#### What to do
#1 In the biography of Sidney Dean Townley, in what town and state was he born?
#2 Print the part of the Townley biography from "During his second" to "in Lick Observatory.".
#3 Write the next part of the Townley biography, starting after its last sentence.

#### Text for analysis
= Beginning of Section =
Sidney Dean Townley (April 10, 1867 - March 18, 1946) was an American astronomer and geodeticist. He was a professor at Stanford University from 1911 until 1932. Among many other posts, Townley served as an instructor of astronomy at the University of Michigan and the University of California, Berkeley he was also the president of the Astronomical Society of the Pacific in 1916. Throughout the course of his career he published around 100 academic papers and edited many more, he was recognized for his excellent editorial skills.

== Early life and education ==

Townley was born on April 10, 1867, in Waukesha, Wisconsin, to Reverend Robert Townley and his wife Mary Wilkinson. After the equivalent of a high school education in 1885, he gained a job as a clerk in the local town bank. A year and a half later he was admitted to the University of Wisconsin–Madison.

During his second year at the university he took a course in astronomy. He was also given a room at the Washburn Observatory and worked nights as an assistant. These would serve to shape his interest in astronomy. He studied astronomy under George Comstock. In his second year as a graduate student he was offered a Hearst fellowship at the Lick Observatory, which he accepted, arriving in 1892. In 1893, however, the fellowship funds were re-committed to an eclipse expedition to Chile, so he had to depart.

He would graduate with a B.S. degree in 1891 with distinction, and become a member of Phi Beta Kappa. After graduation that same year he visited his brother living in California, which made him interested in Lick Observatory.

== Career ==
He became an instructor of astronomy, first at the University of Michigan, later followed by the University of California.
= End of Section =
Collection entries:
= Beginning of Section =
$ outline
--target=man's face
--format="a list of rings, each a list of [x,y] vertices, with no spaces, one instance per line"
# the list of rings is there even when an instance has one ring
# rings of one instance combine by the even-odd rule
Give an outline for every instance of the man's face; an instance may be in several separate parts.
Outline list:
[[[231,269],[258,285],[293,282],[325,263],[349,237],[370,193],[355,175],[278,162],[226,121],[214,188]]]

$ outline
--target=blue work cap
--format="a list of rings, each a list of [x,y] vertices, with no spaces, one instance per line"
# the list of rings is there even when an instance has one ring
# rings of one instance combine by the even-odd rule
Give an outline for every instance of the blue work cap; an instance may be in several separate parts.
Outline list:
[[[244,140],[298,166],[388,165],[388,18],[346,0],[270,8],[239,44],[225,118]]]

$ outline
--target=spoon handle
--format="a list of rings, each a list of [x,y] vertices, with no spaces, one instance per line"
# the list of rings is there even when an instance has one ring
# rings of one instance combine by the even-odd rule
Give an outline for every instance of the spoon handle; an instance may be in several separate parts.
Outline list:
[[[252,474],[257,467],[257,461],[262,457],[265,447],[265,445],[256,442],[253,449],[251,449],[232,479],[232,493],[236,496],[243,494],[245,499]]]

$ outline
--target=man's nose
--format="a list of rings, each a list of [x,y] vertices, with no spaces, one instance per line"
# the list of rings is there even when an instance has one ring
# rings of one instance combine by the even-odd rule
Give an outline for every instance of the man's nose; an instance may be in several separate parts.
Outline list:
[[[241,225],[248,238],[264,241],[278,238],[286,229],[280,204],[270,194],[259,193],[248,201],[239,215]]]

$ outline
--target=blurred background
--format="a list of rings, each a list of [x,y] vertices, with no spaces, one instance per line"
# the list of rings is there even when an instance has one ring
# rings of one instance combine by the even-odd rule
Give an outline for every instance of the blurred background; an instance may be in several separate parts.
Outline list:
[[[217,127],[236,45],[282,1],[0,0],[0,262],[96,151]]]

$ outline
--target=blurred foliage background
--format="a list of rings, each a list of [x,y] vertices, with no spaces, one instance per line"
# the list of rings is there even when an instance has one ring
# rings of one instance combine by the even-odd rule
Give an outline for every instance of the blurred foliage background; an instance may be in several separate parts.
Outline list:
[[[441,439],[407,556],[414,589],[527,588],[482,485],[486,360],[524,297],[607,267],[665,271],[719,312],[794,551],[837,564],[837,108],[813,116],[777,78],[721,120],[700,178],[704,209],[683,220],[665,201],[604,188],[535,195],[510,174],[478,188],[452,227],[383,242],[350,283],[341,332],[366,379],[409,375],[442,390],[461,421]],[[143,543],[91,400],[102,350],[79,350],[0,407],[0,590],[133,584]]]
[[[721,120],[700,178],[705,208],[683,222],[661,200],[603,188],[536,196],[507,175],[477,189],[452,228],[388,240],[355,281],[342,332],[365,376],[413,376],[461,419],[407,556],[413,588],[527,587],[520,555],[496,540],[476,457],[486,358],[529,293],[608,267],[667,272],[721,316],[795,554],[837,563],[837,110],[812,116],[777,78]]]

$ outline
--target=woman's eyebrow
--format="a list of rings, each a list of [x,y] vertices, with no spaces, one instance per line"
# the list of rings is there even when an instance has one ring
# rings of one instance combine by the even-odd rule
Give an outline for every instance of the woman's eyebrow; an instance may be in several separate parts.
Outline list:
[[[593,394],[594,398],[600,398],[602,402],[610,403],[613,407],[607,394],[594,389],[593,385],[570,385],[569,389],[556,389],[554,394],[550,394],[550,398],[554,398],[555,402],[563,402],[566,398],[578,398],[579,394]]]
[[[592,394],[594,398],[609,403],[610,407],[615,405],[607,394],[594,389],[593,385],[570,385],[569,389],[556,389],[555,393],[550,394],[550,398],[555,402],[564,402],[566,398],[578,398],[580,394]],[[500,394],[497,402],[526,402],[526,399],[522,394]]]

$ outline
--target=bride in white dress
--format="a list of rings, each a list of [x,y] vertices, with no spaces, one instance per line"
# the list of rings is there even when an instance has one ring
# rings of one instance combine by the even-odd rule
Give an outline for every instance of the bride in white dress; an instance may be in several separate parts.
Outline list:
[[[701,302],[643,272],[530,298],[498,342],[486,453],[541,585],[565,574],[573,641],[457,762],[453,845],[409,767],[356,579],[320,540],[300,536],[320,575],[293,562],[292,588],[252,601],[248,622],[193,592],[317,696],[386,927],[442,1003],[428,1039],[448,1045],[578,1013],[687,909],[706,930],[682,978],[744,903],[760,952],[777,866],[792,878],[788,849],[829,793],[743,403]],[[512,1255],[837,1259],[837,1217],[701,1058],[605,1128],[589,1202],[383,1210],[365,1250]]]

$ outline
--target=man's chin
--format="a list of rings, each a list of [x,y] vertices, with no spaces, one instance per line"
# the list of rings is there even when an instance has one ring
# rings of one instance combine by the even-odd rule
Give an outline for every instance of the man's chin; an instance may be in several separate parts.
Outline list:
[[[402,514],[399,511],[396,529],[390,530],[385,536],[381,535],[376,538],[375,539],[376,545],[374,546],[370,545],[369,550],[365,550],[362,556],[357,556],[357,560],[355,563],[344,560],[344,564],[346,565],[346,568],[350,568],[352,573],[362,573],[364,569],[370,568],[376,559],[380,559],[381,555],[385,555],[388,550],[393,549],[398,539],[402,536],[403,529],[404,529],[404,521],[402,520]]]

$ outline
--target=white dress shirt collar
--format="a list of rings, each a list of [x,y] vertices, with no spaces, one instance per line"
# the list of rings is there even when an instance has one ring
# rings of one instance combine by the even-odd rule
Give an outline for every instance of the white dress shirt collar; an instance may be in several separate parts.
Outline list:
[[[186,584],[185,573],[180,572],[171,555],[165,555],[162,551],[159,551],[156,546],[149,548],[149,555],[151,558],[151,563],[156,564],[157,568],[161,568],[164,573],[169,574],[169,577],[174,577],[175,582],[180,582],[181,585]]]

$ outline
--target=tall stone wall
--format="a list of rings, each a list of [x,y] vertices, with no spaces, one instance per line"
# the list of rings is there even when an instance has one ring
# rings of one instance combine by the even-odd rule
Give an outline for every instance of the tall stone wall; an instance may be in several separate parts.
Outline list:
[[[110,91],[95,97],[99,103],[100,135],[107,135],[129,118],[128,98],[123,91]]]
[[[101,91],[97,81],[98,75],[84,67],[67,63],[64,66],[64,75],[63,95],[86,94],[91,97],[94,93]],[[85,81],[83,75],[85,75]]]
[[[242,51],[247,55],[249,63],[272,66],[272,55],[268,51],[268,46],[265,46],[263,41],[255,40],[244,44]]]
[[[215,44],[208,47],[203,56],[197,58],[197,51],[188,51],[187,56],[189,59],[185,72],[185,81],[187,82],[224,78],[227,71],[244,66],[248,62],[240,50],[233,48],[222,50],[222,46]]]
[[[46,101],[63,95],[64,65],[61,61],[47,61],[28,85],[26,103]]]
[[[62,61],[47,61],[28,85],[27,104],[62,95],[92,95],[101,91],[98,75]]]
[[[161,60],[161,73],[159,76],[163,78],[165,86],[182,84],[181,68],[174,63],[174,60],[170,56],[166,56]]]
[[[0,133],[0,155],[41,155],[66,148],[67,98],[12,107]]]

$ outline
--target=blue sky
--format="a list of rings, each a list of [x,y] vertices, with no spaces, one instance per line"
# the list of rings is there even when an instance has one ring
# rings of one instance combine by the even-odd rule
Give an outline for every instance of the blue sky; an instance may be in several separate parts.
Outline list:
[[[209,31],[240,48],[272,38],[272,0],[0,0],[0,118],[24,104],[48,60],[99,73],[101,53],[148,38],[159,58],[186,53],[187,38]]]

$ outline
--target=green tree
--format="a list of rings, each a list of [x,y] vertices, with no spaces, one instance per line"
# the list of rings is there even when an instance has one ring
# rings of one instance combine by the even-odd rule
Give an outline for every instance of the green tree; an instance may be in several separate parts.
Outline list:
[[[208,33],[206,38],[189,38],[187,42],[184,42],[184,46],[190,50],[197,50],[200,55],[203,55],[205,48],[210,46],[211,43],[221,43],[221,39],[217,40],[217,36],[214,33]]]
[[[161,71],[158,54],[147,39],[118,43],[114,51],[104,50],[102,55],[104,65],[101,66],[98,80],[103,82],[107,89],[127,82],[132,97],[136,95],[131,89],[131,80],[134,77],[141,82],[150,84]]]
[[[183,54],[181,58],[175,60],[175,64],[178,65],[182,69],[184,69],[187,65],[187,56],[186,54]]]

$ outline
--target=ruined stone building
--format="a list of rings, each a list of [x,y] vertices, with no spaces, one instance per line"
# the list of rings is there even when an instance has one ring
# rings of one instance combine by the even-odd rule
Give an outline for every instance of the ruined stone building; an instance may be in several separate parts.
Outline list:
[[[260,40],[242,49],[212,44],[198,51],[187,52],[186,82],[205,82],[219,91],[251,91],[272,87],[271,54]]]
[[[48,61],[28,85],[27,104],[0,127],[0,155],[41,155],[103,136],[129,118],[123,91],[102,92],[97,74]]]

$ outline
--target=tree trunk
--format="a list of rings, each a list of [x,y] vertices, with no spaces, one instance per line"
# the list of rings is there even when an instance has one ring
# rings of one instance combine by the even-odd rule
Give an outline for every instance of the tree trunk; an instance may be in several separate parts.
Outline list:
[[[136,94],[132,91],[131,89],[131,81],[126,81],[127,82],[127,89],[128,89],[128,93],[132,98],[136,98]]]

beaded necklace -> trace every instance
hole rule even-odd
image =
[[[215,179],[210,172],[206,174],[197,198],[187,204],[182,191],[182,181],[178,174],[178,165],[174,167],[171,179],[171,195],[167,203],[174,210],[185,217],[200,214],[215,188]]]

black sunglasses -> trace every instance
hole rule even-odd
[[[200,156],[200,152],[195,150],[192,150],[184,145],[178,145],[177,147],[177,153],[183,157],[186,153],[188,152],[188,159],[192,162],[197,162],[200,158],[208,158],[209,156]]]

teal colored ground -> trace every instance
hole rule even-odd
= End of Section =
#### Your written answers
#1 Waukesha, Wisconsin.

#2
During his second year at the university he took a course in astronomy. He was also given a room at the Washburn Observatory and worked nights as an assistant. These would serve to shape his interest in astronomy. He studied astronomy under George Comstock. In his second year as a graduate student he was offered a Hearst fellowship at the Lick Observatory, which he accepted, arriving in 1892. In 1893, however, the fellowship funds were re-committed to an eclipse expedition to Chile, so he had to depart.

He would graduate with a B.S. degree in 1891 with distinction, and become a member of Phi Beta Kappa. After graduation that same year he visited his brother living in California, which made him interested in Lick Observatory.

#3
From 1893 until 1898 he worked at the Detroit Observatory, where he studied variable stars and comets. By 1897, he gained his Sc.D. from the University of Michigan with a thesis on the "Orbit of Psyche". In 1896, he spent a year on-leave to travel through Germany, visiting major observatories in Berlin, Leipzig, and Munich.

After his return from his travels he began teaching at the University of California, Berkeley, under Armin Otto Leuschner. He was later appointed director of the International Latitude Station at Ukiah, California. While there he developed an interest in geodesy, particularly seismology.

Townley was a member of the Astronomical Society of the Pacific during its early years and served as its president in 1916, and also spent time as director and on the publication committee. He also joined the Seismological Society, and served at various times as president, secretary-treasurer, and editor of the society journal.

In 1911 he became an assistant professor at Stanford University. By 1918, he became full professor, and would remain in that position until his retirement in 1932, thereafter becoming professor emeritus.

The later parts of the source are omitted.